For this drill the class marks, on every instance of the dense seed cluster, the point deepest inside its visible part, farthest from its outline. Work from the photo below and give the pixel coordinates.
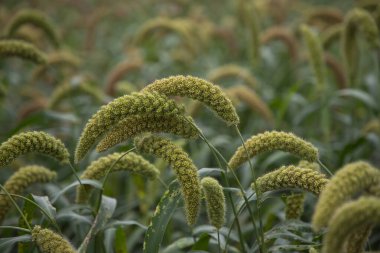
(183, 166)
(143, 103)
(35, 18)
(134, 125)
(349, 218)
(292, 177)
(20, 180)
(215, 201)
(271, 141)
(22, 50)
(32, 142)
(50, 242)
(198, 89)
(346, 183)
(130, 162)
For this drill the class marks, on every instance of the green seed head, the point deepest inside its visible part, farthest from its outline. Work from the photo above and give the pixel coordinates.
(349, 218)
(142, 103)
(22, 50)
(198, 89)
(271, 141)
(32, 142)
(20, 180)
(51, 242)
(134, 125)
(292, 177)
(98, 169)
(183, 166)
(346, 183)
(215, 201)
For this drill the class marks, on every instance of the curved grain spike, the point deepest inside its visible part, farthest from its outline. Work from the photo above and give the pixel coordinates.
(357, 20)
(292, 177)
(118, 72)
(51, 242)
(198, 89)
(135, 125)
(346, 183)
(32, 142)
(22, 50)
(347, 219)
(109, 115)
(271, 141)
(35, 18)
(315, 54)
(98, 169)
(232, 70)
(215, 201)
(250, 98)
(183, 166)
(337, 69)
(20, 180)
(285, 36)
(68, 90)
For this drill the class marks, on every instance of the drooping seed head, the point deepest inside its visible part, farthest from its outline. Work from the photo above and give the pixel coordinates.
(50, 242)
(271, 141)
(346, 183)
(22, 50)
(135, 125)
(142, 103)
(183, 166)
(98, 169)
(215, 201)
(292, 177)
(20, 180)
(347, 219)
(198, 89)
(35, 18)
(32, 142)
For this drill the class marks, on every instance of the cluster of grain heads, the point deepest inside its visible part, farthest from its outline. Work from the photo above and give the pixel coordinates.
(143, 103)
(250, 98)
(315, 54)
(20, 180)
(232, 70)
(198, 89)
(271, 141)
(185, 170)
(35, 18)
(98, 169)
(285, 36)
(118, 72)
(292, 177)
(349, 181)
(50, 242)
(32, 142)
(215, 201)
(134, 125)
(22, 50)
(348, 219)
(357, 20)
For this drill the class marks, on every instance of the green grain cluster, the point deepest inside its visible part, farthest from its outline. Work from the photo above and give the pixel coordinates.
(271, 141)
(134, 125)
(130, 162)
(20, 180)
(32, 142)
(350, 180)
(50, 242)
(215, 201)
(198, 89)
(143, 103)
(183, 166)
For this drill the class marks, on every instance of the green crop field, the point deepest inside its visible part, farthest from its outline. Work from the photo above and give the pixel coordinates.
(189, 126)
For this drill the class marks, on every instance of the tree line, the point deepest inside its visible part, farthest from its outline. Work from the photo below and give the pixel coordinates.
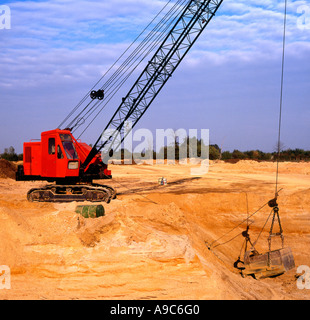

***

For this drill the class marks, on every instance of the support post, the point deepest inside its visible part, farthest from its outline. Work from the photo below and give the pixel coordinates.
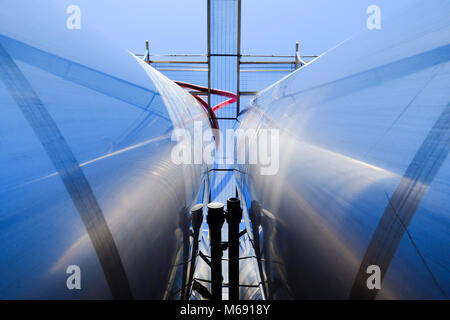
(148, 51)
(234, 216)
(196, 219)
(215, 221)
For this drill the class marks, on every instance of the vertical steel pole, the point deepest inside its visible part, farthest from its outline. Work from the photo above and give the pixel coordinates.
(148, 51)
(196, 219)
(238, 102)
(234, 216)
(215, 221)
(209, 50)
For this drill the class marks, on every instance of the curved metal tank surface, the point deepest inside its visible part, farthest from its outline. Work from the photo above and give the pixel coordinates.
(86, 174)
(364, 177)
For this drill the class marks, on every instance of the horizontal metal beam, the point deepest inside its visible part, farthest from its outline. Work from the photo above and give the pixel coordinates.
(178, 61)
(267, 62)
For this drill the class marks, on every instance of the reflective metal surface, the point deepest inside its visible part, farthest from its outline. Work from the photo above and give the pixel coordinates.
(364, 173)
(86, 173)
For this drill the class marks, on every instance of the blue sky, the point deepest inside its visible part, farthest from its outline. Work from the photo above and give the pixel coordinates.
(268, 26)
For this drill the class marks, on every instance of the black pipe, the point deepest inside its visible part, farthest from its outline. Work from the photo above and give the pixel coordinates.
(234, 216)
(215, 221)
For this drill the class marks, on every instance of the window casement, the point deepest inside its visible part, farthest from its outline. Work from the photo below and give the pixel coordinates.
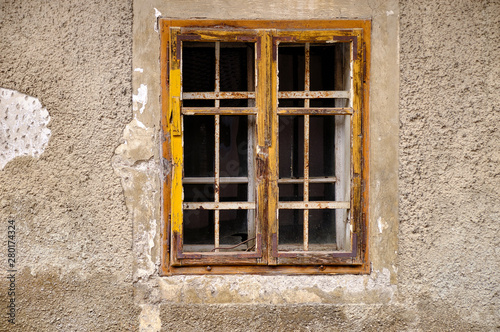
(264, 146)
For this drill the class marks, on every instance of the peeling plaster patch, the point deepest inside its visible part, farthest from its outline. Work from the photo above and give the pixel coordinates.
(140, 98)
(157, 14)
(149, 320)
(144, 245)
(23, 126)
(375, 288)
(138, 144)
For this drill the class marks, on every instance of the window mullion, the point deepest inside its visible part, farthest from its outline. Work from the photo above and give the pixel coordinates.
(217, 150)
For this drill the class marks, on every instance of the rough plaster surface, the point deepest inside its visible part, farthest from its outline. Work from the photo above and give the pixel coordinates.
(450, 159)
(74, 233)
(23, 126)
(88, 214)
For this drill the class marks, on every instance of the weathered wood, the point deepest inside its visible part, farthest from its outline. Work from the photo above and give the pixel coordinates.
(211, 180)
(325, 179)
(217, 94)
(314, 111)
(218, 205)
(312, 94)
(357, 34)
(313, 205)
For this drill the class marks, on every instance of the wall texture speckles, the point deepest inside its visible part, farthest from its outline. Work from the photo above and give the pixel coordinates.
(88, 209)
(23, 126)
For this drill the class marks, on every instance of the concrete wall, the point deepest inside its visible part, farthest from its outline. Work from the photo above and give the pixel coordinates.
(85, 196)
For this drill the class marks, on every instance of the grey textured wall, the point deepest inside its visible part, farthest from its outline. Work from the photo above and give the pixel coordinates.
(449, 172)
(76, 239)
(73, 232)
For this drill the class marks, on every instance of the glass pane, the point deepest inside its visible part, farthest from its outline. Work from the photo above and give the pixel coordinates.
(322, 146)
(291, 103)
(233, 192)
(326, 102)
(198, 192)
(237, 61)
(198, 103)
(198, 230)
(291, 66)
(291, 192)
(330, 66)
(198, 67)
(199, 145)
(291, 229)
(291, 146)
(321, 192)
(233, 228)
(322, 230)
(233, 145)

***

• [Task prompt] Pick out every line above that contains the word "below" and copy each one in full. Case counts.

• [Exercise result]
For this drill the class marks, on every instance of the dense seed cluster, the point deepest inside its visible part, farthest from its outline. Work from the photo below and give the pixel coordinates.
For this drill the class marks, on every instance of the tree line, the point deepest inside its visible part, farthest from its outline. Work from the photo below and give the pixel coordinates.
For this drill the class marks, on every instance of the support post, the point deepest inside its visible part, farthest from its outline. Work from the photo below and give the pixel coordinates.
For this drill the class marks, on every instance of the window casement, the point deepest inside its visible part, farthest from its outline. Work from the photo below and give the pixel coordinates.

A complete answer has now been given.